Work instructions:
Can you set out every line of the data below as a numbered list, leaving out the blank lines?

Records shown:
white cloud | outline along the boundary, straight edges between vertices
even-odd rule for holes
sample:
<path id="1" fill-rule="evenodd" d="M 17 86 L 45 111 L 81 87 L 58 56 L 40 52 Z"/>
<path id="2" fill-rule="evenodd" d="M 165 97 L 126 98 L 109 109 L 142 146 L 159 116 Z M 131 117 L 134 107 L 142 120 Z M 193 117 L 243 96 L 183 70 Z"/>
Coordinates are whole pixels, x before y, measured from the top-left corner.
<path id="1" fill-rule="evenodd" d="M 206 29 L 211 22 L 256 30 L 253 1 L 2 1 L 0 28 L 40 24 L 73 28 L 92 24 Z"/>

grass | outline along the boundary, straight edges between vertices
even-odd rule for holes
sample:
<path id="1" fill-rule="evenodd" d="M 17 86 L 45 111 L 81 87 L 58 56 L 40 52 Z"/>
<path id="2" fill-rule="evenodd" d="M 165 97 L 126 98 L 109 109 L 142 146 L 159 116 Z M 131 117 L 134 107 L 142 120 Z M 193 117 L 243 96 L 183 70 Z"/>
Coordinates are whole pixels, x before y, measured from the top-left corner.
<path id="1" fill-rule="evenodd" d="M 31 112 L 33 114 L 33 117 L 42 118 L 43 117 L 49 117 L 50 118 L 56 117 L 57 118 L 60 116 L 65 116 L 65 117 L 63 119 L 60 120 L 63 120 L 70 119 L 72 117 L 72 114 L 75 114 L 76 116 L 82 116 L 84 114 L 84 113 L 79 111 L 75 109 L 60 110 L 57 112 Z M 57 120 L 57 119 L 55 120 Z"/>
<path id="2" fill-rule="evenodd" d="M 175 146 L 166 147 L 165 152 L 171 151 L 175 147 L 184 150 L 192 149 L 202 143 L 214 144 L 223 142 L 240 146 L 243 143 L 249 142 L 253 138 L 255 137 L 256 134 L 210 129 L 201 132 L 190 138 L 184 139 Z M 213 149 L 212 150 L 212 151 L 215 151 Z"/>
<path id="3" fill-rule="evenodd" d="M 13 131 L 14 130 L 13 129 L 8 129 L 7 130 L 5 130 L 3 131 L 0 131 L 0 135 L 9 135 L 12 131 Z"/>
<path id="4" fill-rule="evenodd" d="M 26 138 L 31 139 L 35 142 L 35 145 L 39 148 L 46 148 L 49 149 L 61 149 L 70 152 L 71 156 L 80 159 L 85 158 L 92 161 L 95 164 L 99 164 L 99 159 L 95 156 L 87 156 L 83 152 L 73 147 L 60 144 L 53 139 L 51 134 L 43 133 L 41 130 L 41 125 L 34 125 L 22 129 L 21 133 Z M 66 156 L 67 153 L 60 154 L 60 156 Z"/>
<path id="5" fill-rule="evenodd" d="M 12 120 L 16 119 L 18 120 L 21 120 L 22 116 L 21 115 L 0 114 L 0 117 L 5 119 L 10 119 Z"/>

Output:
1. white cloud | outline along the boundary, straight edges between vertices
2. even-odd rule for holes
3. sample:
4. <path id="1" fill-rule="evenodd" d="M 17 86 L 45 111 L 81 87 L 58 56 L 40 52 Z"/>
5. <path id="2" fill-rule="evenodd" d="M 165 97 L 126 98 L 109 109 L 142 146 L 159 116 Z M 131 117 L 134 107 L 142 120 Z M 193 117 L 243 96 L 183 70 Z"/>
6. Coordinates are whole pixels, x before y, measured from the top-left corner.
7. <path id="1" fill-rule="evenodd" d="M 206 29 L 211 22 L 256 30 L 253 1 L 2 1 L 0 28 L 40 24 L 73 28 L 92 24 Z"/>
8. grass | outline along the boundary, straight edges between vertices
9. even-odd rule for holes
10. sample:
11. <path id="1" fill-rule="evenodd" d="M 17 86 L 45 111 L 81 87 L 58 56 L 40 52 Z"/>
12. <path id="2" fill-rule="evenodd" d="M 165 97 L 126 98 L 109 109 L 142 146 L 159 116 Z M 131 117 L 134 107 L 142 120 Z M 193 117 L 243 96 L 183 70 Z"/>
13. Coordinates are whole pixels, x before y, measured from the top-left corner.
14. <path id="1" fill-rule="evenodd" d="M 31 112 L 33 114 L 33 117 L 42 118 L 43 117 L 49 117 L 50 118 L 56 117 L 57 118 L 60 116 L 65 116 L 65 117 L 63 119 L 60 120 L 63 120 L 70 119 L 72 117 L 72 114 L 75 114 L 76 116 L 82 116 L 84 114 L 84 113 L 79 111 L 75 109 L 60 110 L 57 112 Z M 57 120 L 57 119 L 55 120 Z"/>
15. <path id="2" fill-rule="evenodd" d="M 175 146 L 166 147 L 165 152 L 171 151 L 175 147 L 184 150 L 192 149 L 202 143 L 214 144 L 223 142 L 240 146 L 243 143 L 249 142 L 253 138 L 255 137 L 256 134 L 210 129 L 201 132 L 190 138 L 184 139 Z M 213 149 L 212 150 L 212 151 L 215 151 Z"/>
16. <path id="3" fill-rule="evenodd" d="M 13 131 L 14 130 L 13 129 L 8 129 L 7 130 L 5 130 L 3 131 L 0 131 L 0 135 L 9 135 L 12 131 Z"/>
17. <path id="4" fill-rule="evenodd" d="M 26 138 L 31 139 L 35 142 L 35 145 L 39 148 L 46 148 L 49 149 L 61 149 L 70 152 L 71 156 L 80 159 L 85 158 L 92 161 L 95 164 L 99 164 L 99 159 L 95 156 L 87 156 L 83 152 L 73 147 L 60 144 L 53 139 L 51 134 L 43 133 L 41 130 L 41 125 L 34 125 L 22 129 L 21 133 Z M 66 156 L 67 153 L 60 154 L 60 156 Z"/>
18. <path id="5" fill-rule="evenodd" d="M 12 120 L 16 119 L 18 120 L 21 120 L 22 116 L 21 115 L 0 114 L 0 117 L 5 119 L 10 119 Z"/>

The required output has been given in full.